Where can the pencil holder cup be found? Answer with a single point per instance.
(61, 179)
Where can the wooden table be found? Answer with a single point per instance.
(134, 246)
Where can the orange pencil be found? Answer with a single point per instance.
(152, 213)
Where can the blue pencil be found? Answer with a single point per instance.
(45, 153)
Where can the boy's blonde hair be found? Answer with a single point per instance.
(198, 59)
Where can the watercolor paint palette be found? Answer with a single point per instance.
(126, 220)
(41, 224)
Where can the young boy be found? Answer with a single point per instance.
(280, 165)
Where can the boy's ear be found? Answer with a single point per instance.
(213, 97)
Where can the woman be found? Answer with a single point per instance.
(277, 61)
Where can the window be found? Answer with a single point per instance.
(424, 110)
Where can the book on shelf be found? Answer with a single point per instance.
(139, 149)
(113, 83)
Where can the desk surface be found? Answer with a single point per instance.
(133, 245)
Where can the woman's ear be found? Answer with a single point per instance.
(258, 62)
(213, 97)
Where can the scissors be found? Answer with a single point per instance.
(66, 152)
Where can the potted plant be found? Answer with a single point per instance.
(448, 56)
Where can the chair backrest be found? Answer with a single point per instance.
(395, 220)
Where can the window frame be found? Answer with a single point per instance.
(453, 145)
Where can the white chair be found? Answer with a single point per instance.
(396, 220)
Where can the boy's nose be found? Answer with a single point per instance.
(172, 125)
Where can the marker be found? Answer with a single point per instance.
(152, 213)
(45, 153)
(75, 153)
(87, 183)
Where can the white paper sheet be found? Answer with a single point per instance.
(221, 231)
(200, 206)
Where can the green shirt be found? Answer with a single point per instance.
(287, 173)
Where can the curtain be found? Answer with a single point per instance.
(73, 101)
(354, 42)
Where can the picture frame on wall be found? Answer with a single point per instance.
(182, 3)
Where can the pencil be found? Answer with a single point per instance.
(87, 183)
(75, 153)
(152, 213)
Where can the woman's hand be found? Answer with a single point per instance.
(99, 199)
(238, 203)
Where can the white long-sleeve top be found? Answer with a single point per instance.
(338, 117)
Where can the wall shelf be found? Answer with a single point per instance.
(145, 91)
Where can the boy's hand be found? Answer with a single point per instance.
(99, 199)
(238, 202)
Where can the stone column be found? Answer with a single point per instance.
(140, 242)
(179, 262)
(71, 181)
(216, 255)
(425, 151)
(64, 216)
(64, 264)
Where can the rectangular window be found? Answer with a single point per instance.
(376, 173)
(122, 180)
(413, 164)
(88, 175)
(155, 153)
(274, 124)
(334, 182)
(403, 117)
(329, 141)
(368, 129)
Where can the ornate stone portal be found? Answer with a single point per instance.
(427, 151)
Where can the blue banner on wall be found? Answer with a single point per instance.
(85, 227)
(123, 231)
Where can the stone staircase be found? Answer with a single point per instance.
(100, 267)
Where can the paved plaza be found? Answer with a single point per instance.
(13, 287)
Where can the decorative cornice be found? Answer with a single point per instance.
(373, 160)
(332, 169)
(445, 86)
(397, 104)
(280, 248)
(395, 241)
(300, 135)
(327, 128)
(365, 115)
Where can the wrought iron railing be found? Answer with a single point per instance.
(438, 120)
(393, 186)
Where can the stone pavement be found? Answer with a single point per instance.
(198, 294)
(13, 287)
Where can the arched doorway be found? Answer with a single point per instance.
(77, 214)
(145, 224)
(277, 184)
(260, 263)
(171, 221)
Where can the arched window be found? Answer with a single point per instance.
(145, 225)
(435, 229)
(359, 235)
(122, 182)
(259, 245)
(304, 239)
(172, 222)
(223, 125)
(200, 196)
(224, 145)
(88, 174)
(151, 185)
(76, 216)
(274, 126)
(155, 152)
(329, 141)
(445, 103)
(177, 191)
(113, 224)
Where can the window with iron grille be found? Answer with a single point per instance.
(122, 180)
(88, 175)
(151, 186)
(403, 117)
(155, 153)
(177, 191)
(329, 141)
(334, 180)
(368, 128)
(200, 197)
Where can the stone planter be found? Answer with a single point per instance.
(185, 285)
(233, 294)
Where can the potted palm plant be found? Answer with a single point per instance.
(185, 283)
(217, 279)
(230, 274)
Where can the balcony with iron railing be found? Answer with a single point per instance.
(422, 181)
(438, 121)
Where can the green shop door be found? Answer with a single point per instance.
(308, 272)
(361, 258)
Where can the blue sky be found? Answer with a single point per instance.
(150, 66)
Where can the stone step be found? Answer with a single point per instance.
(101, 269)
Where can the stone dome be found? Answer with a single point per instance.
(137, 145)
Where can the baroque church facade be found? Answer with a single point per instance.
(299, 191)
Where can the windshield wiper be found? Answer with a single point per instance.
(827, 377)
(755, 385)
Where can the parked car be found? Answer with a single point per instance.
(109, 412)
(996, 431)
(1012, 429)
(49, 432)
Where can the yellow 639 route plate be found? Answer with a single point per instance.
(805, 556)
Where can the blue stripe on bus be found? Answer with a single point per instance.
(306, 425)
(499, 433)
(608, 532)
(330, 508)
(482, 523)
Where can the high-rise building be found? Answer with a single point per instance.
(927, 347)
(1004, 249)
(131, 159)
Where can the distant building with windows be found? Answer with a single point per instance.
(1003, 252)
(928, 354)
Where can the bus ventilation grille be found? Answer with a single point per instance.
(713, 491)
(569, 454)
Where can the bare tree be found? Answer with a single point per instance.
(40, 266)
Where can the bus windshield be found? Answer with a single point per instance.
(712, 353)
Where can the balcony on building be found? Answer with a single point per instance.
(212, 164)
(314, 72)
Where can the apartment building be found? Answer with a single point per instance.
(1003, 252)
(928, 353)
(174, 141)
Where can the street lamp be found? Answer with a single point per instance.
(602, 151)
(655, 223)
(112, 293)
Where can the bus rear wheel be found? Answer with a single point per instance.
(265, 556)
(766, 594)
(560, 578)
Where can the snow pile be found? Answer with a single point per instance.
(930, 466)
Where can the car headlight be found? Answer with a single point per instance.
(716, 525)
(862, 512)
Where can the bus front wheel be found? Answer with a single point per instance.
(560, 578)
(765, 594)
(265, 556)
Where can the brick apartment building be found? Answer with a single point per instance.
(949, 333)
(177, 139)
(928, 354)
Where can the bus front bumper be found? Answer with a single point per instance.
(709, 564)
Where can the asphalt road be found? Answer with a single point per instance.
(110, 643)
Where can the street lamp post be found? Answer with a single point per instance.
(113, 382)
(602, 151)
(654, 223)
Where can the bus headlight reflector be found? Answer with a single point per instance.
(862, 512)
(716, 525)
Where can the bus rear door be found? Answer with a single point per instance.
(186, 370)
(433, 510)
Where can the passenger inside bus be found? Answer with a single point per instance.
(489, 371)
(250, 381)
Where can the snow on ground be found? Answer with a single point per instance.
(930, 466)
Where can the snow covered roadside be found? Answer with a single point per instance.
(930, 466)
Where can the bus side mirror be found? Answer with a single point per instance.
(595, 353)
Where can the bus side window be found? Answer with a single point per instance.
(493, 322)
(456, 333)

※ ※ ※

Retype the records that precede this task, keeping them exactly the same.

Where can the pencil holder cup be found? Answer with a single point per instance.
(61, 179)
Where can the wooden table be found? Answer with a single point per instance.
(134, 246)
Where can the orange pencil be found? Answer with a single point per instance.
(152, 213)
Where can the blue pencil be found? Answer with a single point per instance.
(45, 153)
Where can the boy's blonde hair be found? Answer with a single point per instance.
(198, 59)
Where can the watercolor paint palette be found? Answer with a single point per instance.
(126, 220)
(41, 224)
Where can the young boy be found? Answer with a single point per instance.
(280, 165)
Where can the boy's ear be found? Answer with a single point per instance.
(213, 97)
Where can the woman be found? Answer with a single point per instance.
(277, 61)
Where can the window be found? Answer with a single point per instance.
(424, 110)
Where can the book on shelf be found? Answer with a single point per instance.
(139, 149)
(113, 83)
Where can the desk surface be found? Answer with a single point per instance.
(133, 245)
Where can the woman's ear be found? Answer with a single point per instance.
(258, 62)
(213, 97)
Where can the scissors be found? Answer with a single point per instance.
(66, 152)
Where can the potted plant be found? Answer with a single point per instance.
(448, 56)
Where can the chair backrest be found? Answer with a single point per instance.
(395, 220)
Where can the window frame be found? Answer with a single point per instance.
(453, 145)
Where can the white chair be found? Answer with a single point per instance.
(396, 220)
Where can the boy's nose be found? Answer with a single point per instance.
(172, 125)
Where can the marker be found? Answer with a single point per instance.
(152, 213)
(45, 153)
(75, 153)
(87, 183)
Where can the white paper sheet be found? Answer with a single point per instance.
(221, 231)
(200, 206)
Where can the green shirt be found? Answer with a single point per instance.
(287, 173)
Where can the curtain be found? Answer with a single point per instance.
(73, 101)
(354, 42)
Where can the picture frame on wall be found? Answer with a single point per instance.
(182, 3)
Where can the pencil be found? Answer with a single point per instance.
(87, 183)
(75, 153)
(152, 213)
Where can the woman's hand be found? Answer with a single point per instance.
(99, 199)
(238, 203)
Where can the white long-sleeve top be found? Answer with a single point per instance.
(338, 117)
Where can the wall shelf be found? Answer with a single point per instance.
(145, 91)
Where can the boy's hand be found? Answer with a single point per instance.
(99, 199)
(238, 202)
Where can the stone column be found? Answer with a single point per instance.
(140, 242)
(179, 262)
(71, 181)
(216, 255)
(425, 151)
(64, 216)
(64, 264)
Where can the rectangular window be found? Answer with a single point per instance.
(376, 173)
(122, 180)
(413, 164)
(88, 175)
(155, 153)
(274, 124)
(334, 182)
(403, 117)
(329, 141)
(368, 129)
Where can the ornate stone portal be found? Answer with a single point per instance.
(427, 151)
Where can the blue banner on wall be found? Answer with a single point per instance.
(85, 227)
(123, 231)
Where can the stone staircase be found? Answer with a single point per instance.
(100, 267)
Where can the paved plaza be found? Answer with a single point per instance.
(13, 287)
Where can the decorative cornice be found? Answer with a single point per instance.
(373, 160)
(332, 169)
(445, 86)
(397, 104)
(280, 248)
(395, 241)
(300, 135)
(327, 128)
(365, 115)
Where can the wrought iron railing be found? Answer with a single point per instance.
(438, 120)
(393, 186)
Where can the stone pavement be found? Answer with a single point per instance.
(198, 294)
(13, 287)
Where can the arched doorway be found? Answer with a single point per instance.
(77, 214)
(145, 224)
(277, 184)
(260, 263)
(171, 221)
Where can the arched window be found? Answer with a single point per instance.
(145, 225)
(435, 229)
(359, 235)
(122, 182)
(259, 245)
(304, 239)
(172, 222)
(223, 125)
(200, 196)
(224, 145)
(88, 174)
(151, 185)
(76, 216)
(274, 126)
(155, 152)
(329, 141)
(445, 103)
(177, 191)
(113, 224)
Where can the window with iron grille be found? Answer with a single point per instance.
(122, 180)
(88, 175)
(151, 186)
(403, 117)
(155, 153)
(177, 191)
(329, 141)
(334, 180)
(368, 128)
(200, 197)
Where can the stone planter be found? Answer with a single point per instance.
(185, 285)
(233, 294)
Where can the potted palm plant be found? Answer with a single point per instance.
(185, 283)
(217, 279)
(230, 274)
Where can the balcony with iron railing be found? Answer with a single point per instance.
(422, 181)
(438, 121)
Where can the green shop door be found? Answer with a single point per instance.
(308, 272)
(361, 258)
Where can the blue sky be found? Answer with a single point per instance.
(150, 66)
Where can the stone step be found? Answer with a single point per instance.
(101, 269)
Where can the stone dome be found? Answer with a single point per instance.
(137, 145)
Where can the baroque church facade be found? Answer with a single point per instance.
(299, 191)
Where can the windshield wiper be found? Answer with a single point per instance.
(827, 377)
(755, 385)
Where can the parked car be found? Answer with a single point per instance.
(109, 412)
(996, 431)
(1012, 429)
(49, 432)
Where can the yellow 639 route plate be found? Answer with a single point per instance.
(805, 556)
Where can the blue stripe on bus be found? Answer with a single point per instance.
(306, 425)
(499, 433)
(608, 532)
(330, 508)
(482, 523)
Where can the high-rise building be found? Answer with a single point per instance.
(927, 347)
(1004, 249)
(131, 159)
Where can the distant building with windows be found? Answer with a single point per instance.
(1003, 252)
(928, 354)
Where can the bus ventilation grille be found? Answer with a single point per instance.
(713, 491)
(569, 454)
Where can the bare tree be found? Answer with a single point per instance.
(40, 266)
Where can the bus windshield be found? Answer with a single point per instance.
(712, 353)
Where can the balcony on building be found? Answer with a single point per instance.
(212, 164)
(314, 72)
Where can the apartment building be found? Answer with a single point per instance.
(1003, 252)
(928, 353)
(174, 141)
Where can the street lamp be found? Answer with a single point per instance.
(602, 151)
(655, 223)
(112, 293)
Where can the bus rear wheel be found? Answer with a single point per instance.
(265, 556)
(766, 594)
(560, 578)
Where can the snow pile be found? Answer with a single point per instance.
(930, 466)
Where can the car headlight be found? Answer with a single point per instance.
(716, 525)
(862, 512)
Where can the bus front wheel be found? Answer with a single point per instance.
(560, 578)
(765, 594)
(265, 556)
Where can the brick apartment building be found? Answer with a single point per instance.
(949, 333)
(177, 139)
(928, 354)
Where can the bus front bumper be found? Answer with a single point per instance.
(709, 564)
Where can the asphalt road be found? Answer with a single point per instance.
(110, 643)
Where can the street lamp post be found? Answer with a single point per instance.
(113, 382)
(602, 151)
(654, 223)
Where can the bus headlight reflector be found? Answer with a single point per instance.
(862, 512)
(716, 525)
Where can the bus rear door be found? Answer with a single point per instance.
(186, 370)
(433, 510)
Where can the passenger inside bus be found? Answer with a single point per instance.
(489, 371)
(250, 381)
Where can the snow on ground be found? Answer with a single point per instance.
(930, 466)
Where can the snow covered roadside be found? Answer with a single point per instance.
(930, 466)
Where can the bus side mirror be found? Answer with a single point per instance.
(595, 353)
Where can the bus side window be found? Answer with a single point per instance.
(493, 322)
(456, 333)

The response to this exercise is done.